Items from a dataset
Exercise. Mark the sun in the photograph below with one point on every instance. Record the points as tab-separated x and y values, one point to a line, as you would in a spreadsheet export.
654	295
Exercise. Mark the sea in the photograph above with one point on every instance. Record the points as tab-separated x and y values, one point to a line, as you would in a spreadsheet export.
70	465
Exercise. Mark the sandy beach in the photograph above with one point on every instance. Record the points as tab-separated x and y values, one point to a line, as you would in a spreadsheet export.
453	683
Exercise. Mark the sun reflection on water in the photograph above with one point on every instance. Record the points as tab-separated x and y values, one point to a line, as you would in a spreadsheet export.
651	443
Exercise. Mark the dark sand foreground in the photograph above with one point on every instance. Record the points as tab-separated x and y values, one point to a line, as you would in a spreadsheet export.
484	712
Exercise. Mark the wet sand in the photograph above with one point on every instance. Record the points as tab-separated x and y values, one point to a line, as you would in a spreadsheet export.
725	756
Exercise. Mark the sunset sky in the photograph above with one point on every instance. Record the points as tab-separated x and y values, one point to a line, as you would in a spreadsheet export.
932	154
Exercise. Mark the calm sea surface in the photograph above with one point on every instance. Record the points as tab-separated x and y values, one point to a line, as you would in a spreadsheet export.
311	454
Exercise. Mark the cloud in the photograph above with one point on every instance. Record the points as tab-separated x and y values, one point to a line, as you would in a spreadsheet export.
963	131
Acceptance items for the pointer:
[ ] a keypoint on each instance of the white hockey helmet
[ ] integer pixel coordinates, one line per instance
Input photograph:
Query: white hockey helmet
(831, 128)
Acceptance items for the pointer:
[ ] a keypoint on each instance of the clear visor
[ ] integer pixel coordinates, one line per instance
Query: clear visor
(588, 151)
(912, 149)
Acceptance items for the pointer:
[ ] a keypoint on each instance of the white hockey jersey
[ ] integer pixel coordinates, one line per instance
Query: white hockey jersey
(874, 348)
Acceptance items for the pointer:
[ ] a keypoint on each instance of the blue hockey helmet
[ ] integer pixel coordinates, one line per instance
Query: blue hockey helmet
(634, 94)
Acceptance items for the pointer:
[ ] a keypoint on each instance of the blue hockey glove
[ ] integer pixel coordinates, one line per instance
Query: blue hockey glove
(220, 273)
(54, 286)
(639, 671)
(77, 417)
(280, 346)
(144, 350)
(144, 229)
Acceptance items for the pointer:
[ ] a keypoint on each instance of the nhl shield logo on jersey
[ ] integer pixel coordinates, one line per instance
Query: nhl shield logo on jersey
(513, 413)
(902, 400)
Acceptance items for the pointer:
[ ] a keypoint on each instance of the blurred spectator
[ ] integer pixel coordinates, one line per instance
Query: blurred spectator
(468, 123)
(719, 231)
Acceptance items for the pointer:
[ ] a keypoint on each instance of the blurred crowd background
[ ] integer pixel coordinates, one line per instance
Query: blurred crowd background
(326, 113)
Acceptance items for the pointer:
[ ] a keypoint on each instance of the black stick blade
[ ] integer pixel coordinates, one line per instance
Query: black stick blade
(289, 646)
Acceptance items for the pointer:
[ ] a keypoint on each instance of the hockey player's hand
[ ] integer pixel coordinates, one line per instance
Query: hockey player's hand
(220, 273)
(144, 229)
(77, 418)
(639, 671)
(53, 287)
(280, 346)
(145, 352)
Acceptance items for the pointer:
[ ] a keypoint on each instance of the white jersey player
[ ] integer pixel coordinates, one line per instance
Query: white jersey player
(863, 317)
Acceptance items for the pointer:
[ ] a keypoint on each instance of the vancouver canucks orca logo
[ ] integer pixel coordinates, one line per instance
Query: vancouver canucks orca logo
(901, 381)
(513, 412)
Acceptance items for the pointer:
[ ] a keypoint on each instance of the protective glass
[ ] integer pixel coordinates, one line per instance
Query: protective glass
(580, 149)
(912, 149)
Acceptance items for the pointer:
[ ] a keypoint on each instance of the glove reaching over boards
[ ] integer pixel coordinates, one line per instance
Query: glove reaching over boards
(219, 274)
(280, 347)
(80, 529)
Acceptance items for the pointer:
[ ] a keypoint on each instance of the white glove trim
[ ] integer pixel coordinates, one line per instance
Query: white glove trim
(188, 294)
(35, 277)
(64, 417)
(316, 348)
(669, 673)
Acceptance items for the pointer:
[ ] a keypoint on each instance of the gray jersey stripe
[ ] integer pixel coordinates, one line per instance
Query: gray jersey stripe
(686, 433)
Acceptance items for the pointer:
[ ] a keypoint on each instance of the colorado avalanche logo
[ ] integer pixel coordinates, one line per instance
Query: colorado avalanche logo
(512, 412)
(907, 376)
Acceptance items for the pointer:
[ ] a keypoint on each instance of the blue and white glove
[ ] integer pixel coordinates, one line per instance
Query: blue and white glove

#### WHAT IS REQUIRED:
Return every record in full, word for word.

#### YOUR SOLUTION:
Exercise. Mark the sun in the photograph below with one point on every instance. Record the points as tab-separated x and y values, one point to a line, as you would in a spreadsheet export.
654	295
Exercise. Mark the sea in the photograph above with one point on every instance. Record the points as tab-separated x and y values, one point to a line, as you would in a spreadsheet export.
70	465
Exercise. Mark the sandy beach in the photograph above with one point on every instance. Record the points as tab-separated x and y values, one point to a line, as you would in a spreadsheet export.
453	683
Exercise. Mark the sun reflection on water in the photograph above with one point on every instance. Record the points as tab-separated x and y values, one point to a line, as you would in a spreadsheet export.
651	443
Exercise. Mark the dark sand foreground in the photograph above with one point on every instance. Record the points as tab-separated x and y values, one point to a line, as you would in a spreadsheet export.
484	712
Exercise. Mark the wet sand in the photograph above with one point on every instance. Record the points as tab-separated x and y values, one point to a line, as you would in a spreadsheet export.
725	756
Exercise. Mark the sunset sky in the photograph above with one point on every instance. Record the points as tab-separated x and y values, one point to a line, as you would in a spreadsheet export.
932	154
Exercise. Mark the calm sea surface in the photograph above with one point on every instance. Record the points as tab-separated x and y values, one point to a line, as you would in a spreadsheet export.
311	454
Exercise. Mark the cloud in the photograph above with one point on every instance. Record the points as tab-separated x and y values, one point to a line, as you would in a spreadsheet export.
963	131
Acceptance items for the pointer:
[ ] a keypoint on each instance of the white hockey helmet
[ ] integer pixel coordinates, one line per instance
Input photograph:
Query: white hockey helmet
(831, 128)
Acceptance items for the pointer:
[ ] a keypoint on each instance of the clear visor
[ ] integer pixel coordinates, one line per instance
Query: clear visor
(588, 151)
(912, 149)
Acceptance items for the pointer:
[ ] a keypoint on each instance of the white hockey jersey
[ ] integer pixel coordinates, one line per instance
Query: white hockey jersey
(874, 348)
Acceptance items for the pointer:
[ ] a keypoint on each instance of the blue hockey helmet
[ ] integer pixel coordinates, one line per instance
Query: blue hockey helmet
(634, 94)
Acceptance items for the pointer:
[ ] a keypoint on each instance of the blue hockey glove
[ ] integer pixel coordinates, one line per instance
Query: blue hockey glove
(220, 273)
(54, 286)
(639, 671)
(77, 417)
(280, 346)
(144, 350)
(144, 229)
Acceptance items for the pointer:
[ ] a keypoint on each instance of the nhl shield logo on jersey
[ ] integer pixel coordinates, one line per instance
Query: nhl shield logo on jersey
(513, 413)
(902, 400)
Acceptance items for the pointer:
[ ] a keypoint on each instance of the blurred spectator
[ ] integer pixel coordinates, one line per instance
Query: blurred spectator
(468, 123)
(719, 231)
Acceptance items for the pointer:
[ ] a keypoint on each instance of the blurred crowd background
[ ] integer pixel coordinates, one line per instance
Query: blurred crowd background
(326, 113)
Acceptance items for the pointer:
[ ] a keypoint on each instance of the black stick blade
[ ] integer pixel coordinates, one line per instance
Query: black stick blade
(289, 646)
Acceptance items for the pointer:
[ ] a keypoint on each instance of the hockey player's hand
[ ] integer pixel coordinates, one line per instance
Query: hockey player's hand
(220, 273)
(144, 229)
(77, 418)
(639, 671)
(53, 287)
(280, 346)
(145, 352)
Acceptance items for the pointer:
[ ] a keypoint on each instance of the white jersey player
[ ] integer pixel coordinates, one line per instance
Query: white jersey player
(863, 317)
Acceptance items for the pointer:
[ ] a keypoint on each instance of the vancouver canucks orca logo
[ ] integer pixel coordinates, one line per instance
Query: vancouver canucks orca logo
(901, 381)
(513, 412)
Acceptance items for the pointer:
[ ] a keypoint on each instance of the protective glass
[ ] integer pixel coordinates, one line per instance
Query: protective glass
(580, 149)
(912, 149)
Acceptance items for the pointer:
[ ] a keypoint on each instance of the glove reaching over boards
[ ] integer pixel coordinates, one line per instance
Query: glove reaching over boards
(219, 274)
(280, 347)
(80, 529)
Acceptance items for the pointer:
[ ] a keypoint on each instance of the white glove trim
[ ] integer pixel coordinates, one line per instance
Query: white glove trim
(188, 294)
(35, 277)
(64, 417)
(316, 348)
(669, 673)
Acceptance items for the pointer:
[ ] a keypoint on each instance of the gray jersey stripe
[ ] integer pixel coordinates, one line per instance
Query: gray jersey stripe
(686, 433)
Acceptance items for the pointer:
[ ] a keypoint on each instance of the colorado avalanche logo
[ ] integer pixel coordinates, one line per instance
Query: colorado avalanche logo
(512, 412)
(907, 376)
Acceptance items for the pointer:
[ ] a keypoint on each instance of the blue and white glove
[ ] integer pixel coordinates, one line per instance
Query: blue and white glove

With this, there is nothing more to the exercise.